### OBJECTIVE
Turn the items below into a Markdown table with two columns, Row and Item line. Give each line its own numbered row and leave out any blank lines.

####

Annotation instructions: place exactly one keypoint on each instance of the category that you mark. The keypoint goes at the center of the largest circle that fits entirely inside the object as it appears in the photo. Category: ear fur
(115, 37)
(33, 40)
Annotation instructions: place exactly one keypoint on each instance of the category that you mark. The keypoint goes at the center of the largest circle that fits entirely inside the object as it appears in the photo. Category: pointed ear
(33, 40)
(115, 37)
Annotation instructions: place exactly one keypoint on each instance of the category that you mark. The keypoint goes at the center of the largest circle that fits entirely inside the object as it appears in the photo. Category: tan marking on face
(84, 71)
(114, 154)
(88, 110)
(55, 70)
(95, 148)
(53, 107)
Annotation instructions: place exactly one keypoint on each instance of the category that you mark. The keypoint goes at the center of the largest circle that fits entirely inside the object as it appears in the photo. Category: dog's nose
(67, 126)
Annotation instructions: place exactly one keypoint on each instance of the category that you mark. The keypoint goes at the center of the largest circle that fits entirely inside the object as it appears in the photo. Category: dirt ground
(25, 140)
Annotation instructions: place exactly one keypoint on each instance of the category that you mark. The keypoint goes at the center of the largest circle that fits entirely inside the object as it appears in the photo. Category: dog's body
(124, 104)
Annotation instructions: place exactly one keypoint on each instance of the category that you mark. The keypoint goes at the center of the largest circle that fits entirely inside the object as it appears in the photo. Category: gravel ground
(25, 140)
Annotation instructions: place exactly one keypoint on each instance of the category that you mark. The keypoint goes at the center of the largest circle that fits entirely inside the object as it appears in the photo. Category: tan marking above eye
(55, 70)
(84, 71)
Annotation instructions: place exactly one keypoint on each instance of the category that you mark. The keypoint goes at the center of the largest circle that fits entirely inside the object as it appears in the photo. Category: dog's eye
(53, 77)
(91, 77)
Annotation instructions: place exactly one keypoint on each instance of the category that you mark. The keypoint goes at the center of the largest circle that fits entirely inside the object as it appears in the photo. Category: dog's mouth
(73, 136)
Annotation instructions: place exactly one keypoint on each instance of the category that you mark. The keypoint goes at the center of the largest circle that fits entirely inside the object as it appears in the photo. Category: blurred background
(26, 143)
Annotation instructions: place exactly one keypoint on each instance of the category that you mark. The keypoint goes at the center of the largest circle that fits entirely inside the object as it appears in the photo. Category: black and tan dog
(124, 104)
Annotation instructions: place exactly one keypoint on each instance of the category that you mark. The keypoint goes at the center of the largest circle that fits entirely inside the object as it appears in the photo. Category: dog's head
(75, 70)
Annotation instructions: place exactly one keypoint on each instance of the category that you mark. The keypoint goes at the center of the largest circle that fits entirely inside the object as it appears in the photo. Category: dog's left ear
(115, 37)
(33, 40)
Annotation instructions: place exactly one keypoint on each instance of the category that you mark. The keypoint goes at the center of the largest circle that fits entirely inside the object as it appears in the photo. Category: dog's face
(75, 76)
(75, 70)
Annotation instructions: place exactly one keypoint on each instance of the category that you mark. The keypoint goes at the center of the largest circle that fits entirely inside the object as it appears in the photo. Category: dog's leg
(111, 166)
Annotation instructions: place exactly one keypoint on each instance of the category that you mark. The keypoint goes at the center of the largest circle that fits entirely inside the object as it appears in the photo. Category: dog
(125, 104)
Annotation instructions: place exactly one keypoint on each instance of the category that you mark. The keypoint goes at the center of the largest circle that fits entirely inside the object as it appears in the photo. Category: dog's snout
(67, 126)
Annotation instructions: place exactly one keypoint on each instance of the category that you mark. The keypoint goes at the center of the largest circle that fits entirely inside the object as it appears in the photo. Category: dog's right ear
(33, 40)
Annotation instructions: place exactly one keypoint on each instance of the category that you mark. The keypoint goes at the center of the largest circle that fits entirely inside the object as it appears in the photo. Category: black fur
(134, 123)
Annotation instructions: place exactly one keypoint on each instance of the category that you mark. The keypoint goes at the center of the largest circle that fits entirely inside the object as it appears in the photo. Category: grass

####

### ANSWER BELOW
| Row | Item line |
|---|---|
| 1 | Annotation instructions: place exactly one keypoint on each instance of the category that you mark. The keypoint goes at the center of the largest circle that fits entirely inside the object as it appears in the photo. Category: ear fur |
| 2 | (115, 37) |
| 3 | (33, 40) |
| 4 | Annotation instructions: place exactly one keypoint on each instance of the category that you mark. The keypoint goes at the center of the largest circle that fits entirely inside the object as it appears in the photo. Category: pointed ear |
| 5 | (33, 40) |
| 6 | (115, 37) |
| 7 | Annotation instructions: place exactly one keypoint on each instance of the category that you mark. The keypoint goes at the center of the largest circle that fits entirely inside the object as it appears in the photo. Category: tan marking on face |
| 8 | (84, 71) |
| 9 | (114, 154) |
| 10 | (88, 110) |
| 11 | (55, 70) |
| 12 | (95, 148) |
| 13 | (53, 107) |
| 14 | Annotation instructions: place exactly one keypoint on each instance of the category that you mark. The keypoint goes at the center of the largest circle that fits entirely inside the object as it appears in the photo. Category: dog's nose |
| 15 | (67, 126) |
| 16 | Annotation instructions: place exactly one keypoint on each instance of the category that you mark. The keypoint goes at the center of the largest circle that fits entirely inside the object as it appears in the photo. Category: dirt ground |
| 17 | (25, 140) |
| 18 | Annotation instructions: place exactly one keypoint on each instance of the category that you mark. The keypoint goes at the center of the largest circle that fits entirely inside the object as it appears in the photo. Category: dog's body |
| 19 | (124, 104) |
| 20 | Annotation instructions: place exactly one keypoint on each instance of the category that you mark. The keypoint goes at the center of the largest circle that fits entirely inside the object as it appears in the photo. Category: gravel ground |
| 21 | (25, 140) |
| 22 | Annotation instructions: place exactly one keypoint on each instance of the category that you mark. The keypoint goes at the center of the largest circle that fits entirely inside the object as it appears in the photo. Category: tan marking above eye |
| 23 | (55, 70) |
| 24 | (84, 71) |
| 25 | Annotation instructions: place exactly one keypoint on each instance of the category that you mark. The keypoint goes at the center of the largest circle that fits entirely inside the object as it appears in the photo. Category: dog's eye |
| 26 | (53, 77) |
| 27 | (91, 77) |
| 28 | Annotation instructions: place exactly one keypoint on each instance of the category that you mark. The keypoint goes at the center of the largest circle that fits entirely inside the object as it appears in the photo. Category: dog's mouth |
| 29 | (73, 136) |
| 30 | Annotation instructions: place exactly one keypoint on each instance of the category that you mark. The keypoint goes at the center of the largest circle that fits entirely inside the object as it appears in the photo. Category: blurred background |
| 31 | (26, 143) |
| 32 | Annotation instructions: place exactly one keypoint on each instance of the category that you mark. The keypoint goes at the center of the largest circle that fits entirely inside the object as it appears in the photo. Category: black and tan dog |
| 33 | (124, 104) |
| 34 | Annotation instructions: place exactly one keypoint on each instance of the category that you mark. The keypoint goes at the center of the largest circle that fits entirely inside the object as it appears in the photo. Category: dog's head |
| 35 | (75, 70) |
| 36 | Annotation instructions: place exactly one keypoint on each instance of the category that you mark. The keypoint goes at the center of the largest circle that fits entirely inside the object as it appears in the photo. Category: dog's left ear |
| 37 | (115, 37) |
| 38 | (33, 40) |
| 39 | Annotation instructions: place exactly one keypoint on each instance of the category that you mark. The keypoint goes at the center of the largest circle that fits entirely inside the object as it appears in the photo. Category: dog's face |
| 40 | (75, 76) |
| 41 | (75, 70) |
| 42 | Annotation instructions: place exactly one keypoint on each instance of the category that you mark. The keypoint goes at the center of the largest circle that fits entirely inside the object as it appears in the photo. Category: dog's leg |
| 43 | (111, 166) |
| 44 | Annotation instructions: place exactly one keypoint on each instance of the category that you mark. The keypoint goes at the center of the largest circle that fits entirely inside the object as it appears in the photo. Category: dog |
| 45 | (125, 104) |
| 46 | Annotation instructions: place exactly one keypoint on each instance of the category that you mark. The keypoint goes at the center of the largest circle that fits entirely inside the object as it appears in the photo. Category: dog's snout |
| 47 | (67, 126) |
| 48 | Annotation instructions: place exactly one keypoint on each instance of the category that you mark. The keypoint goes at the center of the largest circle that fits entirely inside the object as it appears in the photo. Category: dog's right ear |
| 49 | (33, 40) |
| 50 | Annotation instructions: place exactly one keypoint on each instance of the category that you mark. The keypoint goes at the center of the largest circle that fits entirely inside the object as it appears in the photo. Category: black fur |
| 51 | (134, 123) |
| 52 | Annotation instructions: place exactly one keypoint on each instance of the category that you mark. The keypoint goes at the center of the largest circle that fits entirely inside the object as it appears in the photo. Category: grass |